EXERCISE:
What lines in the records include the string "water"? Return each one.

◇ ◇ ◇

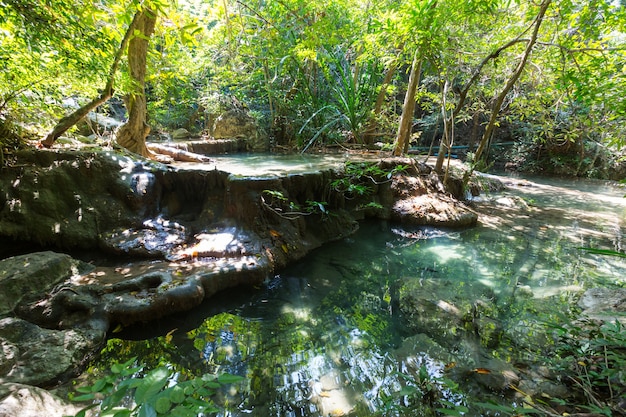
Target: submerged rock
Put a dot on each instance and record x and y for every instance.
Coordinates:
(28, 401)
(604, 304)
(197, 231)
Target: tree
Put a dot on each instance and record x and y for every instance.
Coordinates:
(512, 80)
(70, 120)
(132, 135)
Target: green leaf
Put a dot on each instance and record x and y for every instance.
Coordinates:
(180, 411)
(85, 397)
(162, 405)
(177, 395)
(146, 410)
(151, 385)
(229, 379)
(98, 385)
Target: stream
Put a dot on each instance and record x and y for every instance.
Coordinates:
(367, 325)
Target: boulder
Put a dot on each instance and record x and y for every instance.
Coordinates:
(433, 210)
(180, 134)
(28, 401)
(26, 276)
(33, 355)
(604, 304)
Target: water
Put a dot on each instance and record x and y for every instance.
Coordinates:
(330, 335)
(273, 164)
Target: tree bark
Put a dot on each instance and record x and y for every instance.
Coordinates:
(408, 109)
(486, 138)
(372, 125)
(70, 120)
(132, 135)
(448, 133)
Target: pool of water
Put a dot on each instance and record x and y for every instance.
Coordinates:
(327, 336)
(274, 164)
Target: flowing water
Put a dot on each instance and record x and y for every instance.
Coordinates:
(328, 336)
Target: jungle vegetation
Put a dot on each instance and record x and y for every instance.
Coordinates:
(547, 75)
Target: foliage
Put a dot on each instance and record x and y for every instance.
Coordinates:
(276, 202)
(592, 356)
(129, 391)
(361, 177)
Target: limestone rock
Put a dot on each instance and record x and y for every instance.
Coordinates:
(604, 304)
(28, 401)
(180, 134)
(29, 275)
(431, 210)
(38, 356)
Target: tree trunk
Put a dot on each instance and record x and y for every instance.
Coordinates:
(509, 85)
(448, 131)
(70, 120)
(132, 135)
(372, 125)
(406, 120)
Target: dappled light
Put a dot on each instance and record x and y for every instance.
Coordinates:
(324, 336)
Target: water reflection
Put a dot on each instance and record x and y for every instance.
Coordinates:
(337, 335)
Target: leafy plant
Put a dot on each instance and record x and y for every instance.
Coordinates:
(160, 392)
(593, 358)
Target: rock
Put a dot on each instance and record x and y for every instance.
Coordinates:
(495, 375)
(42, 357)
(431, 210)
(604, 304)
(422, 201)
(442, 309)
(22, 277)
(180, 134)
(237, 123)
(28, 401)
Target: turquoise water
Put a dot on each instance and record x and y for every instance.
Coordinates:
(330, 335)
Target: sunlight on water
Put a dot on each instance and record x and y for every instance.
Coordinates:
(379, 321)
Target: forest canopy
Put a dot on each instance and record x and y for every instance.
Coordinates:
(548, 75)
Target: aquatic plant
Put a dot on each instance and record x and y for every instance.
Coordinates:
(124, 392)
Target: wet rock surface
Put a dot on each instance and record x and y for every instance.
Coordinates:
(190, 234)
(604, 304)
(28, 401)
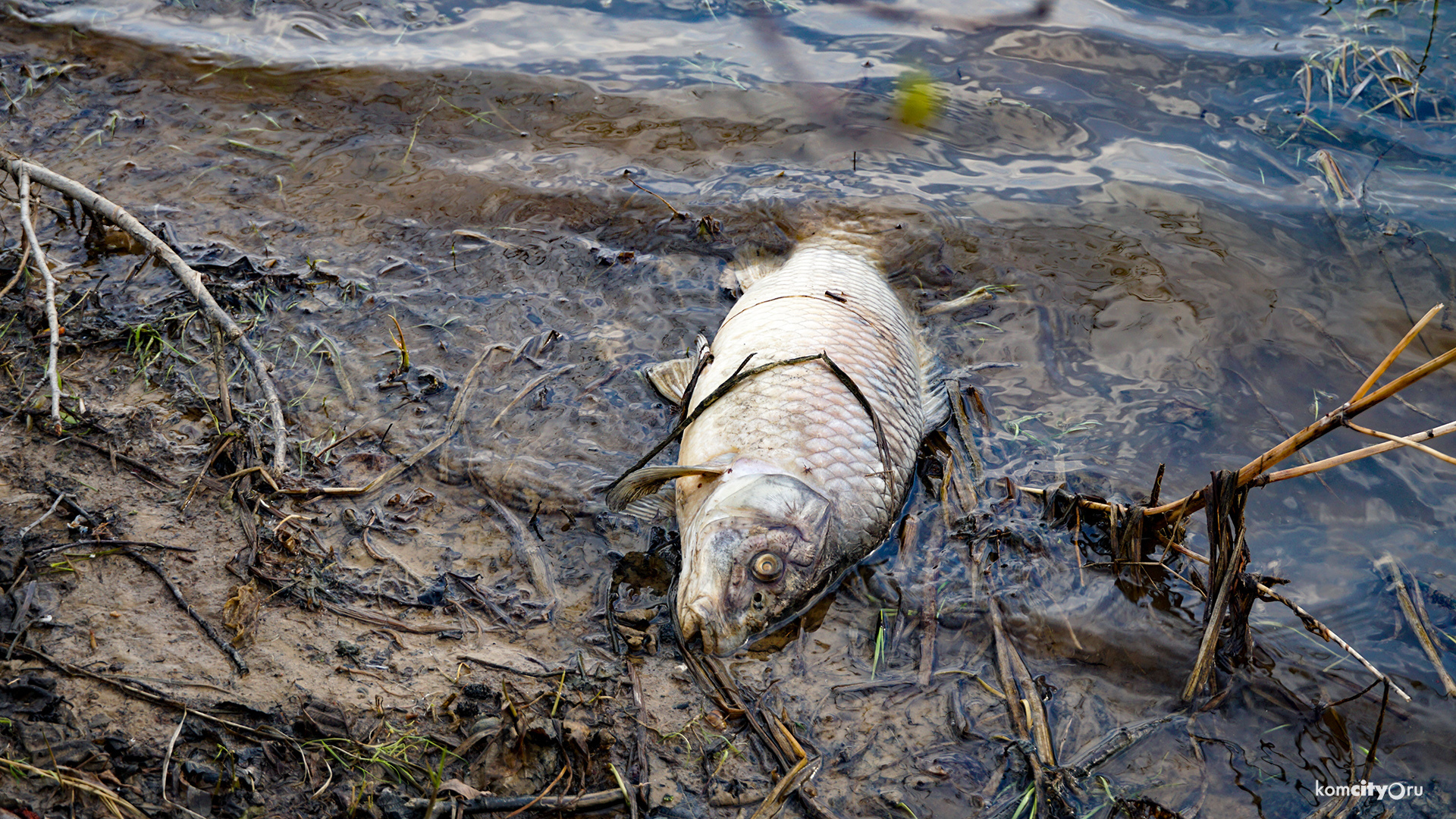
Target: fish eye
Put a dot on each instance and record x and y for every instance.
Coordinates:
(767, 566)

◇ ◇ ◇

SOLVED EXERCISE:
Target: water
Target: pool of water
Target: flowing water
Target: water reflection
Target: turquoise water
Target: sunlight on water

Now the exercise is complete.